(Region outline entries)
==========
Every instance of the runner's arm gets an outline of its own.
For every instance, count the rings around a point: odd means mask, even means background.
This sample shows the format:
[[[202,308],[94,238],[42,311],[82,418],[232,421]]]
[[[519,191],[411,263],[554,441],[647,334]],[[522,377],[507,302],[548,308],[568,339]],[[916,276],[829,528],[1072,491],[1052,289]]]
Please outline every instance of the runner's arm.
==========
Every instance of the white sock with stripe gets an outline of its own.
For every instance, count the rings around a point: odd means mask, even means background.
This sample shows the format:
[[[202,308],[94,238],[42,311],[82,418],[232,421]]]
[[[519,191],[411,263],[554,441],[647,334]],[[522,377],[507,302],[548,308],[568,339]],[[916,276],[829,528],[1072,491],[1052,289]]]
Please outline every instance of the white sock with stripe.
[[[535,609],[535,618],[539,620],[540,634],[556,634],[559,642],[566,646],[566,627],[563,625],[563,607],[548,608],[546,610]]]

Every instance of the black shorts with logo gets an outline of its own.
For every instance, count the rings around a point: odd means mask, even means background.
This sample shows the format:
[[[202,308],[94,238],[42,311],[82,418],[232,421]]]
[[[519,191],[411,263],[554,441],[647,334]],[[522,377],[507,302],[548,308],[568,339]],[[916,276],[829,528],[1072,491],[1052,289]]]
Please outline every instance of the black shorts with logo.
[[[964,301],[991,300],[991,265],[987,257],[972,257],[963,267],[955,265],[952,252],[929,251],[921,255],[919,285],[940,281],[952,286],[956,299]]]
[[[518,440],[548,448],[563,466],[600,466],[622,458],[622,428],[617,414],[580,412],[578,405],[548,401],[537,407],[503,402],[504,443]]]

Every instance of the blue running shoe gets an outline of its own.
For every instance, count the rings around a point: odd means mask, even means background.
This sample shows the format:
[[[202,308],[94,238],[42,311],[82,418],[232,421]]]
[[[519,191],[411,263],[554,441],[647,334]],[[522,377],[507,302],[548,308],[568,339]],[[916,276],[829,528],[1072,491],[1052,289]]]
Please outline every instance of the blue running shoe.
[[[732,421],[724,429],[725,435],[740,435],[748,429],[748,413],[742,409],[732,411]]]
==========
## Exercise aim
Print everything from the line containing "Every instance of the runner's arm gets" down to the line containing "Please outline every instance of the runner's", both lines included, exactly as they appear.

## Reply
Every instance of the runner's arm gets an outline of its own.
For every instance, count the rings around a point: odd means mask, even means background.
This sample shows the format:
[[[202,308],[94,238],[42,311],[82,418],[232,421]]]
[[[519,191],[411,263],[554,441],[647,334]],[[522,377],[507,302],[548,308],[568,339]],[[916,276],[829,528],[1072,491],[1052,289]]]
Please outline every instance of the runner's arm.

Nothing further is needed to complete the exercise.